__TASK DETAILS__: Rewrite the entries from the line with "For every instance of the wall-mounted" to the line with "x=143, y=54", both included, as a numbered list with no blank lines.
+++ DATA FOR PROCESSING +++
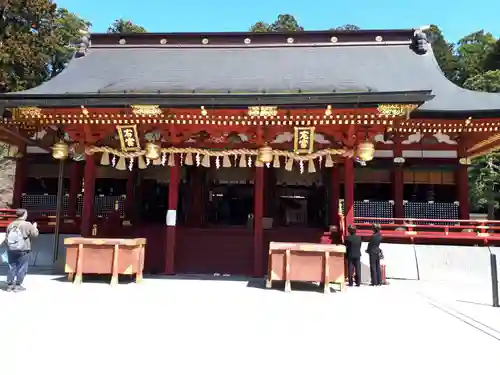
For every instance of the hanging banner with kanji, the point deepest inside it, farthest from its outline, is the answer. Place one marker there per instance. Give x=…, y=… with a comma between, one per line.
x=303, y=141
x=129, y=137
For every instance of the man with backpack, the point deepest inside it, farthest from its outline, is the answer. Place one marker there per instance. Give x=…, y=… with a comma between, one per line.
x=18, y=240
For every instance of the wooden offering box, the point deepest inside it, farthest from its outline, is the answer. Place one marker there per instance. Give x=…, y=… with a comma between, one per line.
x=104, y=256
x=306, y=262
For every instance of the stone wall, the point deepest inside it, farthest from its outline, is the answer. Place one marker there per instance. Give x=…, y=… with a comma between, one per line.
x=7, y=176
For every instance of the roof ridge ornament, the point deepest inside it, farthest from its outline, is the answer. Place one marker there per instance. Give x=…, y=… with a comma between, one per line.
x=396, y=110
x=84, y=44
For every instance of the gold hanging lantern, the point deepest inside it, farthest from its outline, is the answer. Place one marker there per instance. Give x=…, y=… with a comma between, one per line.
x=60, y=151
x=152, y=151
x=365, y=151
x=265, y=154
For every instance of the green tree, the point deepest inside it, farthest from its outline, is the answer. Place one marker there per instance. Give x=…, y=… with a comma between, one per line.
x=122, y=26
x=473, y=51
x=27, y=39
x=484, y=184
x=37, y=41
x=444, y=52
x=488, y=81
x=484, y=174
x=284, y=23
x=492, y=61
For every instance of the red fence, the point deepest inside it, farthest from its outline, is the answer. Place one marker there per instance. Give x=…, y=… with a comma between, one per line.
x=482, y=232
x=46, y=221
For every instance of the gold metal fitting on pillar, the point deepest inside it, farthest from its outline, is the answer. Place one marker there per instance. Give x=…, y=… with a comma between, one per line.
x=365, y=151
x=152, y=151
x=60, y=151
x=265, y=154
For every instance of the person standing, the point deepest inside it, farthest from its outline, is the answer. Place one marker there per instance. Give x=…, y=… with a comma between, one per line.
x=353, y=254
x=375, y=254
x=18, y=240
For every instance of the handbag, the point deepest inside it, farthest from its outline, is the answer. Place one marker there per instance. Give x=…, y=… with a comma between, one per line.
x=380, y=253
+++
+++ DATA FOR PROCESSING +++
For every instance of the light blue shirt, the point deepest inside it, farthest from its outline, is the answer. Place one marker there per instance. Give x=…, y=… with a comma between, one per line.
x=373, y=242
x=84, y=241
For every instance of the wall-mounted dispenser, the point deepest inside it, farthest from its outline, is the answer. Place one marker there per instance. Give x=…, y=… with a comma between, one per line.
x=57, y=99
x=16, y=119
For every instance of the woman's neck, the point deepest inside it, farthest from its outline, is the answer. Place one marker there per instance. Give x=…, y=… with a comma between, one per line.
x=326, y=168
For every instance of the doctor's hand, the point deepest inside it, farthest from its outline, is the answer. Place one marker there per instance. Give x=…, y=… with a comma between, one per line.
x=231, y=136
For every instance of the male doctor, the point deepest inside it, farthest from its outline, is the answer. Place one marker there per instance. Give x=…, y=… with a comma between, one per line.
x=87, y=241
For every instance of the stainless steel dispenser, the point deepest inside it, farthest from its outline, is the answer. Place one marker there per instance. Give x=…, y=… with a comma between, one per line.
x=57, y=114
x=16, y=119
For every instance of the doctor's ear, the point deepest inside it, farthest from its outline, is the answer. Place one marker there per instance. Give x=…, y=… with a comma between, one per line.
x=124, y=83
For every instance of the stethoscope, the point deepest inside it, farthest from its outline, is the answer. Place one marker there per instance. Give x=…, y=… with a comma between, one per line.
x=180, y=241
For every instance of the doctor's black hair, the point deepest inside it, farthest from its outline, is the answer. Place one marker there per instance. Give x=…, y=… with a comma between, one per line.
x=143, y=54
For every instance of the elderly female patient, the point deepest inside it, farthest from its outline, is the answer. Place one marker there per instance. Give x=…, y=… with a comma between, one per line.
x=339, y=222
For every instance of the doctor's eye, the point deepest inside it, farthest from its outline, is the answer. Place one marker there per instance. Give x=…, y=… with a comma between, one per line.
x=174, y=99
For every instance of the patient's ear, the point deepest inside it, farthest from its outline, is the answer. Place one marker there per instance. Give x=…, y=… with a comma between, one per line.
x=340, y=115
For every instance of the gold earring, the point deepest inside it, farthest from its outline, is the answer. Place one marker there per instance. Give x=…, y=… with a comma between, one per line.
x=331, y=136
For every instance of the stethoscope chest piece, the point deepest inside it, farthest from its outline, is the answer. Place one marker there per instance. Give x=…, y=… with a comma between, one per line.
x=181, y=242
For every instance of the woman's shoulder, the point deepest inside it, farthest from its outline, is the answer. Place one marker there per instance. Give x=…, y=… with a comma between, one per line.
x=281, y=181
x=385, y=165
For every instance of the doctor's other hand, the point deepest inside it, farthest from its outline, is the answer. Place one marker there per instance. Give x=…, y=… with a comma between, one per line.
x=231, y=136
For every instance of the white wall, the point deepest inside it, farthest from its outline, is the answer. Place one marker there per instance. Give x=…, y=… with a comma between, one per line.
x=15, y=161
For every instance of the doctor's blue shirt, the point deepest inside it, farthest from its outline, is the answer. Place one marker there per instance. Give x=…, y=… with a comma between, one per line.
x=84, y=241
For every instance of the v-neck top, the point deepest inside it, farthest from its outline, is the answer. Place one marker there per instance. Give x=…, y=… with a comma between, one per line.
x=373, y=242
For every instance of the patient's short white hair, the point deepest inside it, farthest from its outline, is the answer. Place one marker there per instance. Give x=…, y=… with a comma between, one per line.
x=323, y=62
+++
+++ DATA FOR PROCESSING +++
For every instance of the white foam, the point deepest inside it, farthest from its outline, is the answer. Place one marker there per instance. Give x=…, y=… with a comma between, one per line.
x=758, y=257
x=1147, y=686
+++
__COMPLETE RESPONSE__:
1. For every instance of the wall-mounted dispenser, the point deepest inside it, farthest from its outline, is the answer. Place one marker there per instance. Give x=…, y=… with a comma between, one per line.
2. x=57, y=99
3. x=16, y=119
4. For every instance of the woman's neck, the point deepest inside it, farthest from its outline, is the answer. Place one marker there per instance. Give x=…, y=… with a comma between, one per line.
5. x=326, y=168
6. For every instance of the doctor's hand, the point deepest inside it, farthest from its outline, is the answer. Place one marker there per instance. Give x=…, y=… with a comma between, one per line.
7. x=231, y=136
8. For every instance of the male doctor, the point deepest inside it, farthest from its outline, is the answer. Place one marker there per instance. Give x=…, y=… with a comma between, one per line.
9. x=87, y=241
10. For every instance of the stainless steel dispenser, the point deepest inside it, farthest from its outline, is the answer. Place one marker there per instance. Give x=…, y=… with a comma between, one per line.
11. x=57, y=114
12. x=16, y=119
13. For every instance of the doctor's ear, the point deepest inside it, farthest from its outline, is the answer. Place one marker there per instance. Give x=…, y=… with a comma between, one per line.
14. x=124, y=83
15. For every instance of the stethoscope, the point deepest inside it, farthest from its outline, is the answer. Place one marker there per instance. Give x=…, y=… with a comma between, one per line.
16. x=180, y=241
17. For every instance of the doctor's black hair, the point deepest inside it, farthest from its outline, is the answer. Place one marker there per instance. Give x=…, y=… with a comma between, one per line.
18. x=143, y=54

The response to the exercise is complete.